■ **Prompt**:
How many lines in the entries below contain the word "instance"? Answer with the number and nothing else.

■ **Source records**:
________________

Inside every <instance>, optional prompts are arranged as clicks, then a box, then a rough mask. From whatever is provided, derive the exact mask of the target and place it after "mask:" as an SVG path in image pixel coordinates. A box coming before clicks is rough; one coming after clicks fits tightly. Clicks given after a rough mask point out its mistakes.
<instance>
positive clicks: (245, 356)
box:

________________

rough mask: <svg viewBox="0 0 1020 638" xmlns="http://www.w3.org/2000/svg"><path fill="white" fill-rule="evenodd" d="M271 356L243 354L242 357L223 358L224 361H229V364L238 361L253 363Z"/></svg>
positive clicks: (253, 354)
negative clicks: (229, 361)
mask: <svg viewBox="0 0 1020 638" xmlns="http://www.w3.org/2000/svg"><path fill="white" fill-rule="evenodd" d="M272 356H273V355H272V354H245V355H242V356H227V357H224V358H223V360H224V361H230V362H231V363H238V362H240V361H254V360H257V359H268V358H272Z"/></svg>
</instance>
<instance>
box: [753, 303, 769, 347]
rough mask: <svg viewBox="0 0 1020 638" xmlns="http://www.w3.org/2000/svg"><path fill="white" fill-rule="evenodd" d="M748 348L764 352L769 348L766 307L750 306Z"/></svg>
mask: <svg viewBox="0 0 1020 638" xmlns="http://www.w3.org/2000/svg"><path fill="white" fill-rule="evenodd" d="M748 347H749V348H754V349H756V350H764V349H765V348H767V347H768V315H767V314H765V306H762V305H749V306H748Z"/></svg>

________________

■ **Result of the task**:
4